Work to complete -
Copy all the entries below exactly, but not the pictures.

## Begin Data section

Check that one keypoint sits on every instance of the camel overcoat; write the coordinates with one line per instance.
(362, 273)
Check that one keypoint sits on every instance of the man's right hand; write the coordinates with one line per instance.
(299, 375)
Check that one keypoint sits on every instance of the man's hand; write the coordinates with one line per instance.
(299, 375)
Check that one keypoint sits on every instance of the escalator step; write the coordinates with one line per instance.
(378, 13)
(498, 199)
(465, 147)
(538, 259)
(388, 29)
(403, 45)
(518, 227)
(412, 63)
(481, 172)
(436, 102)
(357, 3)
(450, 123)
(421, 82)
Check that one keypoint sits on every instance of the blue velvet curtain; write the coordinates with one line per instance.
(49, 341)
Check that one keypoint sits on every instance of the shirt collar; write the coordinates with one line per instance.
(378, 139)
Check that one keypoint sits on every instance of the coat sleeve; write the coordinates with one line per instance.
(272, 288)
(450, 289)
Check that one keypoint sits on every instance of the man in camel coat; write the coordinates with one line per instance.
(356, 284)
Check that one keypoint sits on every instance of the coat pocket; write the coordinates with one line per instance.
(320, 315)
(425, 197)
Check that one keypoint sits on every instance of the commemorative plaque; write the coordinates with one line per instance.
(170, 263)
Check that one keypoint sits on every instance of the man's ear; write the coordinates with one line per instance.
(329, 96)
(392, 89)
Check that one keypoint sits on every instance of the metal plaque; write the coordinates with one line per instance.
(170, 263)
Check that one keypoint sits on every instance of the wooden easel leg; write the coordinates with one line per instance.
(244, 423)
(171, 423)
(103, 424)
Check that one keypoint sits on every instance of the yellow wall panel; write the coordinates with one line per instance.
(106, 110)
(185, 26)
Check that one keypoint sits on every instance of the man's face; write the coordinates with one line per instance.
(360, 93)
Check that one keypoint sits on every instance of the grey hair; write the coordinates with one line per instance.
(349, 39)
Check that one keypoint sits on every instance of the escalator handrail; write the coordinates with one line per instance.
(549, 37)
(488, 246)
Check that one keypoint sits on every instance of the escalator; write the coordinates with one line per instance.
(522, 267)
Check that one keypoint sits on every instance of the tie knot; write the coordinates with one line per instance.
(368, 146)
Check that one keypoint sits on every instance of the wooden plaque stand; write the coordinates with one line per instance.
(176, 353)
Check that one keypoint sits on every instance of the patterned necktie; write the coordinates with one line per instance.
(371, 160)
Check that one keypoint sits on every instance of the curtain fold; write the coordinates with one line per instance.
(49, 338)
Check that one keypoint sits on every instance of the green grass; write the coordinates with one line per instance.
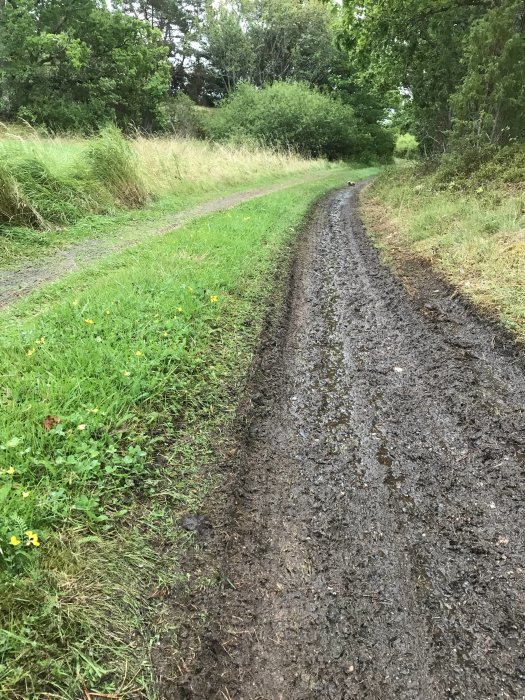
(473, 234)
(141, 359)
(23, 244)
(52, 188)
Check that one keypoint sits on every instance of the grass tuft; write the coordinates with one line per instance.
(114, 165)
(474, 235)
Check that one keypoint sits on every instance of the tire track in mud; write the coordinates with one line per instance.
(376, 539)
(22, 279)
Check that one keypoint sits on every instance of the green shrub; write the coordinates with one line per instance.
(406, 147)
(288, 115)
(113, 163)
(183, 117)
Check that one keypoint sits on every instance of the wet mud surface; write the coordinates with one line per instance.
(372, 537)
(22, 279)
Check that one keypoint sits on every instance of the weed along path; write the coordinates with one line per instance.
(17, 282)
(369, 539)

## End Data section

Solution for this exercise -
Check that one keypoint sits on every instance of the camel overcoat; write the coordinates with one line per instance.
(362, 273)
Check that one keypoint sits on every instance of the man's right hand; write the coordinates with one line per instance.
(299, 375)
Check that one keypoint sits on every instance of the man's hand; write the coordinates with one line per instance.
(299, 375)
Check that one keypoint sits on every instance of the escalator step; write the coordinates with one line per instance.
(378, 13)
(498, 199)
(465, 147)
(538, 259)
(388, 29)
(403, 45)
(518, 227)
(412, 63)
(481, 172)
(436, 102)
(357, 3)
(450, 123)
(421, 82)
Check that one keypoint sits on every instance of the blue velvet curtain; write the coordinates with one line per instance.
(49, 341)
Check that one keypoint sits on every instance of the shirt collar; write the coordinates with one line per instance.
(378, 139)
Check that one keypoint sits on every instance of the coat sleeve; write the coordinates with one line per instance.
(272, 288)
(450, 289)
Check that one keypoint sits on every instance of the man in camel coat; write the coordinates with one line per instance.
(356, 284)
Check that one keypoint sits on every instance of the coat pocket; write the coordinates with one line per instance.
(320, 315)
(425, 197)
Check that one keypoint sits on every instance of the commemorative plaque; write the coordinates with one line per instance.
(170, 263)
Check that one keypoint sits on every instance of the man's ear; write the coordinates with one line per instance.
(329, 96)
(392, 89)
Check that one keypoint sits on every instance of the metal plaque; write the coordinates with one line per instance.
(170, 263)
Check that one keypoint sits on every instance of the wooden easel leg; write the coordinates with one line per instance.
(244, 423)
(171, 423)
(103, 424)
Check that one keypoint sits on every instance of the yellow wall panel; write the coordinates with one line per instance.
(106, 110)
(185, 26)
Check that one keypoint sits on every instance of the man's face; write the coordinates with one line per instance.
(360, 93)
Check that one keypoint sits on every instance of the grey hair; write the coordinates with one line per instance.
(349, 39)
Check that one keypoint sits on every instance of the escalator handrail; write the coordinates with one line per instance.
(549, 37)
(488, 246)
Check that one keypoint sits on every instance of the escalator; write the coordinates with one line per instance.
(522, 267)
Check that one keypoint sits on every instance of the tie knot; write the coordinates with one line per instance.
(368, 146)
Check that one keypoint sits on every instance of the wooden plaque stand; write the coordinates with one line per instance.
(176, 353)
Check that one keypoint sits on every instance of the patterned necktie; write the coordinates with one line per instance.
(371, 160)
Check that one keypoint sits on every instance of the curtain fold; write the coordinates with one line per instance.
(49, 338)
Check that one keypoint sits on every instance of the green grass; write the coordinates with one line per instance.
(473, 234)
(141, 359)
(23, 244)
(52, 188)
Check that one keypoint sits on every instance of the grass tuft; write the coordinates with one line per instance.
(114, 165)
(474, 235)
Check that one keypoint sits on every instance of the tire track in mud; write the coordinates with one line per instance.
(376, 539)
(22, 279)
Check that one keypoint sits on every instance of the green shrub; write the coordinates with one line per instance.
(406, 147)
(288, 115)
(113, 163)
(183, 117)
Check that one keypoint sits on every instance of the wet mud surface; write the coordinates with one line per instance.
(372, 537)
(22, 279)
Check that one keypoint sits on every instance of the weed along path; write the coordinates with one line per instance.
(17, 282)
(369, 539)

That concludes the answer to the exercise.